Records for processing:

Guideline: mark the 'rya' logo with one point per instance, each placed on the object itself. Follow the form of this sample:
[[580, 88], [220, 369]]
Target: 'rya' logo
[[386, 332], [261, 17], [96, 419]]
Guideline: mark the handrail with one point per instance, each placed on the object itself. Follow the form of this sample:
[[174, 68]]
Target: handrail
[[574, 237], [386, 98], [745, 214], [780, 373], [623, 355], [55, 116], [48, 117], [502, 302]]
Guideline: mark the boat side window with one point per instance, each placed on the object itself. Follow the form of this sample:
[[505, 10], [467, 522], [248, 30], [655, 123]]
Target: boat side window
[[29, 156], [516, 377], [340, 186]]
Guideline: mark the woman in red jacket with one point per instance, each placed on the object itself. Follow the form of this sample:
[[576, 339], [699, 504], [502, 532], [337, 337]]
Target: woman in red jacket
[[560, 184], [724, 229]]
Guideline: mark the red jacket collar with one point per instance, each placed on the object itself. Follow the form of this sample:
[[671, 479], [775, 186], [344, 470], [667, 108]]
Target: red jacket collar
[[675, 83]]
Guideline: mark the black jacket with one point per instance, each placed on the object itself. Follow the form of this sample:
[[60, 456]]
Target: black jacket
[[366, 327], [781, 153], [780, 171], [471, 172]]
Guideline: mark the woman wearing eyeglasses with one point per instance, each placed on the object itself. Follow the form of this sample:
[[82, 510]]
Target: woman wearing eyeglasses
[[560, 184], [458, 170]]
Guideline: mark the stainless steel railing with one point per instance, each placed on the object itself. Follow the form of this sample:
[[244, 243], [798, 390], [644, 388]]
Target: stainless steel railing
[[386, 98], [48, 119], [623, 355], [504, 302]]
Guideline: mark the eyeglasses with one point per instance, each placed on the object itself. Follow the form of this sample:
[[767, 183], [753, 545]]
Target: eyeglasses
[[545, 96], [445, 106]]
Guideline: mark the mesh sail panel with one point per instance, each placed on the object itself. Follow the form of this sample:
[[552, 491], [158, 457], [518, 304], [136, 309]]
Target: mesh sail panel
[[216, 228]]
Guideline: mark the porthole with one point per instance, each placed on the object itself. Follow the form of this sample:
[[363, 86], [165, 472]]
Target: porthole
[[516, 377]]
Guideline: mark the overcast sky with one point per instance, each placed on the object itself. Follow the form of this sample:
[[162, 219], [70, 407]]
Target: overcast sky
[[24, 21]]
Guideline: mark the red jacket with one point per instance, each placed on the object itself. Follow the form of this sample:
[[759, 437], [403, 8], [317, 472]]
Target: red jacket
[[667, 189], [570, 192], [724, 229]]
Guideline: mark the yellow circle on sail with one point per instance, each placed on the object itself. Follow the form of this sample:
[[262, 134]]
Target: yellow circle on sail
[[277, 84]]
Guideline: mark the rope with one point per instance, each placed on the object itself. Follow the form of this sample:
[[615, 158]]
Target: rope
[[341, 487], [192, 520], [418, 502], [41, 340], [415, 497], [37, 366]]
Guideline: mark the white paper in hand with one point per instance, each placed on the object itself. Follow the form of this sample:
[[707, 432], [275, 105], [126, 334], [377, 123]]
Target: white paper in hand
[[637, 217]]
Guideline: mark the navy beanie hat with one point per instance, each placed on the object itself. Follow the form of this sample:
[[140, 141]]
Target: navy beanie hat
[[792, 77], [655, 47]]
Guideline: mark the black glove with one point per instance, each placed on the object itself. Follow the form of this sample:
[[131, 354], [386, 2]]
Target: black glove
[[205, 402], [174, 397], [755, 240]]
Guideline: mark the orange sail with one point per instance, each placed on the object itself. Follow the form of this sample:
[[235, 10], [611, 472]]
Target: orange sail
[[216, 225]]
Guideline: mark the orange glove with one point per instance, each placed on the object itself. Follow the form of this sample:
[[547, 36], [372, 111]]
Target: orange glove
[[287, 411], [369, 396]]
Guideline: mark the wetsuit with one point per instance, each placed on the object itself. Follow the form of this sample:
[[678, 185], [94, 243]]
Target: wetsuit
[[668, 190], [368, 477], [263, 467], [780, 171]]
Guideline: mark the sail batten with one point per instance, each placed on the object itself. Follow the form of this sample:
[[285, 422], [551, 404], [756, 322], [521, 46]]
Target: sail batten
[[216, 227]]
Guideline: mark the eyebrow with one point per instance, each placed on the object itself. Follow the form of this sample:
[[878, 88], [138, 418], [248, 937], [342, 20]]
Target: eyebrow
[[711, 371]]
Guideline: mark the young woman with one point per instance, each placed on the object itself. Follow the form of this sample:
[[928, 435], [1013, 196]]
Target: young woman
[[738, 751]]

What you are asked to do: Return, unchanged, each line from the line containing "Guideline: mark the sail" through the last line of the material.

Result below:
Guideline: mark the sail batten with one point per instance, each placed on the object itself. Follow the form of this sample:
[[285, 422], [551, 404], [756, 322], [521, 46]]
Target: sail batten
[[216, 227]]
Guideline: mark the eyebrow with one point per instance, each placed on the object itself. Follow the form of this sample:
[[878, 88], [138, 418], [248, 937], [342, 20]]
Target: eyebrow
[[711, 371]]
Guideline: mark the young woman with one point per instance, each placed on the object itself. Follow the form of this sample:
[[928, 435], [1013, 196]]
Target: young woman
[[738, 751]]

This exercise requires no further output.